• Activity
Each line from the one containing "Pointing guideline: for each instance of the floral" through the last line of the records below is to be set down exactly; the rest stays out.

• Material shown
-------------------------

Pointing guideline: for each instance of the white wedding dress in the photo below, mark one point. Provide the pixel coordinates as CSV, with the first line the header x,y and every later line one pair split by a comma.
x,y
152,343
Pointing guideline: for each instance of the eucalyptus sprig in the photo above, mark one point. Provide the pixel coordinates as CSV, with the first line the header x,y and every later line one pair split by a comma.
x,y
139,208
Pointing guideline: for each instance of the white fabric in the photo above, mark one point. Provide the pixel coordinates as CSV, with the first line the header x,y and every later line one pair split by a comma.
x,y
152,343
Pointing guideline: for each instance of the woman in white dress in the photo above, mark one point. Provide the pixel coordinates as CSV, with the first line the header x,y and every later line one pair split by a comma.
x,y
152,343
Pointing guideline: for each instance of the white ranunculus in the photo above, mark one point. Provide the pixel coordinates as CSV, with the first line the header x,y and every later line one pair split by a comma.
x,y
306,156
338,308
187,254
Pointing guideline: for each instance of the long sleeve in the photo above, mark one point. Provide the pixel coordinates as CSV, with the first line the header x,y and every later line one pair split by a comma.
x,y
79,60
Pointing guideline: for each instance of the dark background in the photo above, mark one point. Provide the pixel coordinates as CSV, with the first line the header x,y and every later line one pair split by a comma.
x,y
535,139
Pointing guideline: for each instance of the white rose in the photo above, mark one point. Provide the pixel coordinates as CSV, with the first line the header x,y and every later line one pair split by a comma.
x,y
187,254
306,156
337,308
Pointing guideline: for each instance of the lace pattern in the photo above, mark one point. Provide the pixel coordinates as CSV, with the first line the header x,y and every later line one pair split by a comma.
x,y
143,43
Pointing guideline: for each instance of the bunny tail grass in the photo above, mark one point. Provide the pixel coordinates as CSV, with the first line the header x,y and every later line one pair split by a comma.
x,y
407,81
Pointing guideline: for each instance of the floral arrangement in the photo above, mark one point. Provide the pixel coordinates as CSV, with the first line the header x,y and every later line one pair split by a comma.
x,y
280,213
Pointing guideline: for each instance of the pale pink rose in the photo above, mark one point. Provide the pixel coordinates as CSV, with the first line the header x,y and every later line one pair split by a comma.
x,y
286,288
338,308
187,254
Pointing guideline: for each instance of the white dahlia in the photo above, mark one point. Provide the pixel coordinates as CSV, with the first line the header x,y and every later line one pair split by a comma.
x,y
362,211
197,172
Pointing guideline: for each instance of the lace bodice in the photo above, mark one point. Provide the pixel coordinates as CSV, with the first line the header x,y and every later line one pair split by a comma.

-------------------------

• Result for this exercise
Pointing guideline: for each instance of the floral arrangement in the photo above, mark one point. Provide the pixel coordinates as CSV, with the first line the header x,y and every later line one pair split by a comma.
x,y
280,213
Pointing guideline: for each instance of the pale pink rose in the photo above, mark one point. Provide the pixel coordinates as CSV, with the first line the header x,y and every later line one pair split by a comma.
x,y
286,288
338,308
187,254
Pointing guideline: for each instance of the white dahlia in the photo above, mark one point. Provide the pixel coordinates as CSV, with the first line the header x,y and every later line one pair split by a comma.
x,y
362,211
197,172
Pointing guideline: for each instance of the lace bodice in the photo above, mark one point. Provide the pixel coordinates as CSV, with the first line the header x,y and every later line one pair split by a comma.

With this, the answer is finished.